→ REQUIREMENTS: Place each line of the items below, from the line containing "TARGET = metal serving spoon" down to the end of the items, into a JSON list of strings with one string per line. Omit any blank lines.

-- begin --

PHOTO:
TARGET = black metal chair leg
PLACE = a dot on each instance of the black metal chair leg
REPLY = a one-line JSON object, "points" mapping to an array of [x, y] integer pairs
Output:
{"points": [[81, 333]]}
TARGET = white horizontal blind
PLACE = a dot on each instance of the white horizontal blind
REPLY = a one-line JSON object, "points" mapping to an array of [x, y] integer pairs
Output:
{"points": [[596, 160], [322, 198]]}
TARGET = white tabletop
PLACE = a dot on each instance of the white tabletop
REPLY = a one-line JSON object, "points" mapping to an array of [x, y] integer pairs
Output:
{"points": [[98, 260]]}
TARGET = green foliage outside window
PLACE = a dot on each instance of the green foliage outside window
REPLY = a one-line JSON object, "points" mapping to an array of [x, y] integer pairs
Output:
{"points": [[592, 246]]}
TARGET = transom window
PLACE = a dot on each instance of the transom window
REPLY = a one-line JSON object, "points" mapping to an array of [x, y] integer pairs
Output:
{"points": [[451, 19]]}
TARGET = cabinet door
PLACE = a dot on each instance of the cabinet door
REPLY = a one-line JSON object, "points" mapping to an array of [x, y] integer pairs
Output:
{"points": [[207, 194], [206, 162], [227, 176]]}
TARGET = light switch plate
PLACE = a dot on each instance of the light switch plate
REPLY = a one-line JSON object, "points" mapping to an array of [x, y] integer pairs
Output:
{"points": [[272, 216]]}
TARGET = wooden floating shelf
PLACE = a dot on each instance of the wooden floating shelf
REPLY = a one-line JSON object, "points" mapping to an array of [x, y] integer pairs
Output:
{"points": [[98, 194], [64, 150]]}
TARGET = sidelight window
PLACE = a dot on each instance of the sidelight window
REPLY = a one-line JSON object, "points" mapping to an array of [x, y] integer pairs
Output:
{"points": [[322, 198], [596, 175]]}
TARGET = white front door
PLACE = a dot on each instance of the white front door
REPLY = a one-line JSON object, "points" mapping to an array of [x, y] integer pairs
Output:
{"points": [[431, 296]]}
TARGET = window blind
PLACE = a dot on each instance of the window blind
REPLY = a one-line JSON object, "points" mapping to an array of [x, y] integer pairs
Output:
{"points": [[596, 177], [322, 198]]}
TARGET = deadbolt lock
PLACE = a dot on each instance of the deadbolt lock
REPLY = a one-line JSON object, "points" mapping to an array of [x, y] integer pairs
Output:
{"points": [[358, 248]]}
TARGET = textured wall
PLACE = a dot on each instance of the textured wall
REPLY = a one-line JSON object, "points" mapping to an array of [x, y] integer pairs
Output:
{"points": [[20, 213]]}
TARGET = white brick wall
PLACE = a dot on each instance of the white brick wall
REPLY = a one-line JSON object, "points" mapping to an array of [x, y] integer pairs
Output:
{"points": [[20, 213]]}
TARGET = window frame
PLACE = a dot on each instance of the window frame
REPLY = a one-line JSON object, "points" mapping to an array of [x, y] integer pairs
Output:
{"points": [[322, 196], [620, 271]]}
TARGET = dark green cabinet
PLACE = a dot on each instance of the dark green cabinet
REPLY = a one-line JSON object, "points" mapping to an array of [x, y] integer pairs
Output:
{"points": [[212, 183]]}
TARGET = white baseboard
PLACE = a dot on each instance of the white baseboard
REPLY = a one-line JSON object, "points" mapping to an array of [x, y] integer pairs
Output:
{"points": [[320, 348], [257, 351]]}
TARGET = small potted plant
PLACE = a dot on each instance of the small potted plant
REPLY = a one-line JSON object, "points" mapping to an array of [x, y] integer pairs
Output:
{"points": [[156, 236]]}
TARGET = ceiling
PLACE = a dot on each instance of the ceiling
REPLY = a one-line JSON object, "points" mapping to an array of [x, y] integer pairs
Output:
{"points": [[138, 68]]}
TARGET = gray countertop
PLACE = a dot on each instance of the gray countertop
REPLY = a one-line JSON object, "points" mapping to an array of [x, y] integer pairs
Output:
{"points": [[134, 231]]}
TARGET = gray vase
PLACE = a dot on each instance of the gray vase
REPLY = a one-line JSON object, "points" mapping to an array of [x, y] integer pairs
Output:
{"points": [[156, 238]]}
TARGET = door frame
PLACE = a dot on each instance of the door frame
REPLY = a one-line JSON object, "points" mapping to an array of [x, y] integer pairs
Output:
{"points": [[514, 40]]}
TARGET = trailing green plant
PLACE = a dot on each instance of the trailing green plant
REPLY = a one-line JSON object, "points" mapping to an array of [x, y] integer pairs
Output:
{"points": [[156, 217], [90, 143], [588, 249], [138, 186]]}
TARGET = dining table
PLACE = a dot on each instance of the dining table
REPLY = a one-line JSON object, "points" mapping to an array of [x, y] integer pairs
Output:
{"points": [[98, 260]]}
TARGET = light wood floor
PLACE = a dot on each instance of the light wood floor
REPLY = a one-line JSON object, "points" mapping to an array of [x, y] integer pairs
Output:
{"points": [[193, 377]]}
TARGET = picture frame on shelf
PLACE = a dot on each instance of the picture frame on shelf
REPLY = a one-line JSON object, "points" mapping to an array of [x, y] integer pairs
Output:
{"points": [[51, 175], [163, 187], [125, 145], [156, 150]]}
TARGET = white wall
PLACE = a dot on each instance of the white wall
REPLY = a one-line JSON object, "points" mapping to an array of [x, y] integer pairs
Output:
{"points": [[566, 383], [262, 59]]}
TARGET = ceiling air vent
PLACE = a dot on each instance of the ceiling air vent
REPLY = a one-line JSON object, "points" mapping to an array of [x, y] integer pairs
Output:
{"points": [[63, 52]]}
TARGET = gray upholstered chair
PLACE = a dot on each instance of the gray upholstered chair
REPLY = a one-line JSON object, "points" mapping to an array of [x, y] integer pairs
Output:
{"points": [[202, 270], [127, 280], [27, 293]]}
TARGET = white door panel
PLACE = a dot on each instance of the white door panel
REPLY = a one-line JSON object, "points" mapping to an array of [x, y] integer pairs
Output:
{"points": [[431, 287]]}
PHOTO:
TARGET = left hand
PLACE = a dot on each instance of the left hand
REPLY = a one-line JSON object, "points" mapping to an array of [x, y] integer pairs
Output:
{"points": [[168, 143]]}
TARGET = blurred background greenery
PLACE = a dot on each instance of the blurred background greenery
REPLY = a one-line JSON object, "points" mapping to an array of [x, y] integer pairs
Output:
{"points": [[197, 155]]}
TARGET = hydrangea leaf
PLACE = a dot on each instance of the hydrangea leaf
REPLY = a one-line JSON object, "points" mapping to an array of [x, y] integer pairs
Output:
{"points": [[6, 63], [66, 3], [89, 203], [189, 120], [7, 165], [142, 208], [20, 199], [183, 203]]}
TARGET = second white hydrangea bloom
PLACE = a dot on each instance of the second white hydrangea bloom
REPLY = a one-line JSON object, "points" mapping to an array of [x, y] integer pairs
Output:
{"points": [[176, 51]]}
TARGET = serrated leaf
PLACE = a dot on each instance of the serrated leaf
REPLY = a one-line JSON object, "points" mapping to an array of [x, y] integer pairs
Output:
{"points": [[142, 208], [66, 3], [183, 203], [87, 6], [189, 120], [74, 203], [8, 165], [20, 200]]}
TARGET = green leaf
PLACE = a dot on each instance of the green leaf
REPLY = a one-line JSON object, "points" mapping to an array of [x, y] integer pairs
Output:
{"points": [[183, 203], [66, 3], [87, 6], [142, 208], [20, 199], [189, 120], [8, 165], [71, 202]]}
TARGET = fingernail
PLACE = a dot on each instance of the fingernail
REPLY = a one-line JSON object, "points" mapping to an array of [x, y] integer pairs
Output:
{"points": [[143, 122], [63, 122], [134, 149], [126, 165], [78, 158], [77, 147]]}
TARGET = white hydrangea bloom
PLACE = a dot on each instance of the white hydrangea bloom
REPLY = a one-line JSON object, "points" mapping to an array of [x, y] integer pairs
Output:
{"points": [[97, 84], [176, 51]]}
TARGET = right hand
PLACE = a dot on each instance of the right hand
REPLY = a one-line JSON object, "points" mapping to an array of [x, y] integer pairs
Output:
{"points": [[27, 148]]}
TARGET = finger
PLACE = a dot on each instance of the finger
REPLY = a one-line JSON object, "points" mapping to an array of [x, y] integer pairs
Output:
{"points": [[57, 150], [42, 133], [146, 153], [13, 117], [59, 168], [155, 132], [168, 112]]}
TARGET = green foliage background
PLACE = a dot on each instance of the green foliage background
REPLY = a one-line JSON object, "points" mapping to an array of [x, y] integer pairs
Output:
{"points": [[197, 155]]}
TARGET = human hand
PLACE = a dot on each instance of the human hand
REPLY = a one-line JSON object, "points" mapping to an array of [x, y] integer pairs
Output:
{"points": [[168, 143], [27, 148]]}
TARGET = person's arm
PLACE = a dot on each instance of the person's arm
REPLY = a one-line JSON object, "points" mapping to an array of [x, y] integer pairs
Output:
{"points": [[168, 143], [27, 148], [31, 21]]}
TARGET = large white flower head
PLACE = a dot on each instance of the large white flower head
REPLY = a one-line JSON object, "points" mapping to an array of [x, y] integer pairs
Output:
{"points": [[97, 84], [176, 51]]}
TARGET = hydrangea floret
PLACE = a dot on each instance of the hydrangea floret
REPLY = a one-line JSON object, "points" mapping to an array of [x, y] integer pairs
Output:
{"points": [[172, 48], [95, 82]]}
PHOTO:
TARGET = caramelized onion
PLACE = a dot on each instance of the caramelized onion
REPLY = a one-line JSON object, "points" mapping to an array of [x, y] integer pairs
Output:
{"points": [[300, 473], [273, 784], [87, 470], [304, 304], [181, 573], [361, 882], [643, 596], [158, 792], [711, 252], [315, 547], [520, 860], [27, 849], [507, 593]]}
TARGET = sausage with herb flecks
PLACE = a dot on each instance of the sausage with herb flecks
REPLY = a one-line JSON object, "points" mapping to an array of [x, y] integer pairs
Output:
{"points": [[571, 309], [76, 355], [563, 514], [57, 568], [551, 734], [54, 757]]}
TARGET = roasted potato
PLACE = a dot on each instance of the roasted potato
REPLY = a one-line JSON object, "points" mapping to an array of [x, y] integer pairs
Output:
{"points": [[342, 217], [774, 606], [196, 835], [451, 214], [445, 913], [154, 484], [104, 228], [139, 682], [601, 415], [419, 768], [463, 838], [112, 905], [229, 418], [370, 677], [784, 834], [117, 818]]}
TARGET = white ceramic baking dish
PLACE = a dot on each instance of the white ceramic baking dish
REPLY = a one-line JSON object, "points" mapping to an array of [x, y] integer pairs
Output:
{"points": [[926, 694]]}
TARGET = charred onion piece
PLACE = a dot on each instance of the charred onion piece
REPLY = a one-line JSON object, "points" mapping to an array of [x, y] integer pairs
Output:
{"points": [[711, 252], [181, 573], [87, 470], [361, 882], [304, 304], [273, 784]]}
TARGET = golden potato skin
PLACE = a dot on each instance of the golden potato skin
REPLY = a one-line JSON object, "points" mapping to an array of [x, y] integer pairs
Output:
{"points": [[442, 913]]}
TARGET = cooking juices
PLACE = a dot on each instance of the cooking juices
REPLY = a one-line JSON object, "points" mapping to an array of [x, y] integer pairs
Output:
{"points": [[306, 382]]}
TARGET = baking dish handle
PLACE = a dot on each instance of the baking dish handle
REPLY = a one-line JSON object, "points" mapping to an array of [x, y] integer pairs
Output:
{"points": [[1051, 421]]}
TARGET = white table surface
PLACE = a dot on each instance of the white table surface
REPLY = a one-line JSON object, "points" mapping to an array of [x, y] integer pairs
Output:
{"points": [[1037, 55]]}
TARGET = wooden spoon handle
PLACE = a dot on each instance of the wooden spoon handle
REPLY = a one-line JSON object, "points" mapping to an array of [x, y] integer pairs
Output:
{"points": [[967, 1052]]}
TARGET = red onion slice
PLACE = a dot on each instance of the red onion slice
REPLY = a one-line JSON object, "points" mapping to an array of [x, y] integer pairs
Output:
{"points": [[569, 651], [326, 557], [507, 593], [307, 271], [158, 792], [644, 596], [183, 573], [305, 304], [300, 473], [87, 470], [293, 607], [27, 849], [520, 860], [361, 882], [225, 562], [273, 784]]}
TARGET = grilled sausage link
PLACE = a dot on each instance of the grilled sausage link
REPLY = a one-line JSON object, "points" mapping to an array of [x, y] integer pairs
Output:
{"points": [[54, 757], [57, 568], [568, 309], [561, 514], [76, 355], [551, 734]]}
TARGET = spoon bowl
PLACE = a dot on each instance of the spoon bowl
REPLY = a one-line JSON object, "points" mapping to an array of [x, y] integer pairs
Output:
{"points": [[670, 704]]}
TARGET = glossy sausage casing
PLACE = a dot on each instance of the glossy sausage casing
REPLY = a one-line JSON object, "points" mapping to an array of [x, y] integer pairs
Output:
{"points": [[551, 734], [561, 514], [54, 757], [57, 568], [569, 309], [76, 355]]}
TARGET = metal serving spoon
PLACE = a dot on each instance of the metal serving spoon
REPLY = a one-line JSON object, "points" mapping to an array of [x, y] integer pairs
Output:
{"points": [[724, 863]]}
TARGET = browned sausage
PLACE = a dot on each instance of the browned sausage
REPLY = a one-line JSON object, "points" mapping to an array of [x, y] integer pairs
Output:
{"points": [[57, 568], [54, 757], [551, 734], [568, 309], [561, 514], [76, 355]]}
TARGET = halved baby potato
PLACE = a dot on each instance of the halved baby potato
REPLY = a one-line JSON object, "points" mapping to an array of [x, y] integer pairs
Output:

-- end --

→ TASK ANSWER:
[
  "TARGET = metal serving spoon",
  "PLACE = a dot on each instance of the metal serving spoon",
  "REPLY = a one-line JSON object, \"points\" mapping to an array of [x, y] integer pairs",
  "Output:",
  "{\"points\": [[724, 863]]}",
  "TARGET = browned sausage",
  "PLACE = a dot on each instance of the browned sausage",
  "REPLY = a one-line JSON object, \"points\" mapping to an array of [x, y] integer pairs",
  "Output:",
  "{\"points\": [[57, 568], [54, 757], [551, 734], [568, 309], [561, 514], [76, 355]]}",
  "TARGET = halved baby potato",
  "PLACE = a dot on each instance of the halved baby potato",
  "REPLY = a one-line JSON object, \"points\" mapping to an array of [x, y] integer pairs",
  "Output:"
]